* [Questions]
- A) List every person named in the credit lines at the top of the film article.
- B) Translate this sentence from the film article into Spanish: "The title is a pun on the famous play I Remember Mama; however, the film is not comedic in tone."
- C) Summarize the film article in two sentences.

* [Quoted passage]
=== Begin Enclosure ===

- Theatrical release poster
- Directed by: Paul Leder
- Written by: William W. Norton
- Produced by: Leon Roth
- Starring: Zooey Hall Geri Reischl
- Cinematography: William Swenning
- Edited by: Justin DuPont
- Music by: Herschel Burke Gilbert
- Production company: Romal Films
- Distributed by: Valiant Pictures
- Release dates: October 18, 1972 (Kansas City, world premiere);
- Running time: 81 minutes
- Country: United States
- Language: English

= I Dismember Mama =

I Dismember Mama (also known as Poor Albert and Little Annie and released in the UK as Crazed), is a 1972 American horror film written by William Norton and directed by Paul Leder. The film centers on a violent sex criminal who goes on a killing spree while watching over the daughter of one of his victims. During its original theatrical release, patrons were given free paper "Up Chuck Cups" with the purchase of a ticket. There is a well-known US trailer advertising a double feature of this film paired with the 1972 horror film The Blood Spattered Bride which was filmed in the style of a news report covering the "story" of an audience member who had gone insane while watching the films. The title is a pun on the famous play I Remember Mama; however, the film is not comedic in tone.

== Plot ==
Albert once tried to kill his rich, snobbish mother, for which he was institutionalized. The low-security hospital he was sent to, however, is not prepared to deal with the extent of his problems. Obsessed with hatred for his mother, Albert is dangerously violent toward all women and attacks a nurse, after which his doctor decides to send him to a high-security state institution. Albert easily escapes by murdering an orderly and the police put his mother in hiding after he phones her and threatens her. When Albert returns to his mother's home, he finds her housekeeper Alice, whom he tortures and murders.

=== End Enclosure ===

* [Recorded data]

=== Begin Enclosure ===

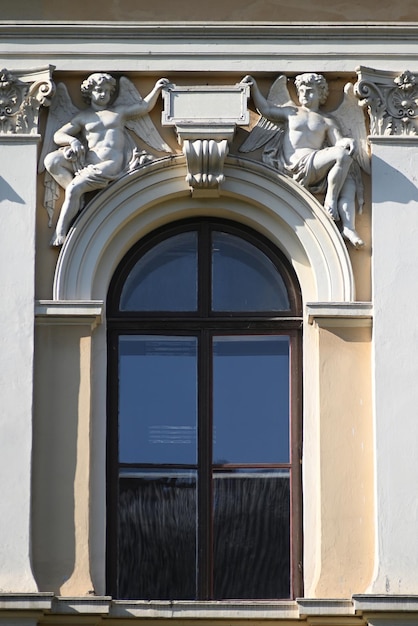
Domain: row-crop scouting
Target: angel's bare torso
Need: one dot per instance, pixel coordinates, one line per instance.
(93, 146)
(307, 132)
(104, 134)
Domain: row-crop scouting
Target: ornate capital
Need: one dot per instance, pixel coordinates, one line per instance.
(21, 96)
(391, 99)
(205, 118)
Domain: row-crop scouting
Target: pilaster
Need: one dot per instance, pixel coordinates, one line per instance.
(21, 95)
(392, 102)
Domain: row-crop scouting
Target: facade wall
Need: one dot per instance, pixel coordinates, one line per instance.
(356, 565)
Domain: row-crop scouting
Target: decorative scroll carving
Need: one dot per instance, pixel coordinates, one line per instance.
(205, 118)
(391, 100)
(205, 161)
(21, 96)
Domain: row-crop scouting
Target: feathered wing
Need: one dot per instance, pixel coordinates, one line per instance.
(351, 120)
(142, 126)
(61, 111)
(265, 130)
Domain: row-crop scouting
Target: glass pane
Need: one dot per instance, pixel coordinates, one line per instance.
(157, 536)
(157, 399)
(244, 278)
(252, 535)
(251, 399)
(165, 278)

=== End Enclosure ===

* [Task results]
- A)
Paul Leder
William W. Norton
Leon Roth
Zooey Hall
Geri Reischl
William Swenning
Justin DuPont
Herschel Burke Gilbert

- B) El título es un juego de palabras con la famosa obra de teatro I Remember Mama; sin embargo, el tono de la película no es cómico.

- C) I Dismember Mama is a 1972 American horror film, directed by Paul Leder, about a violent sex criminal who goes on a killing spree while watching over the daughter of one of his victims. Albert, institutionalized for trying to kill his mother, escapes by murdering an orderly, and at her home he tortures and murders her housekeeper Alice.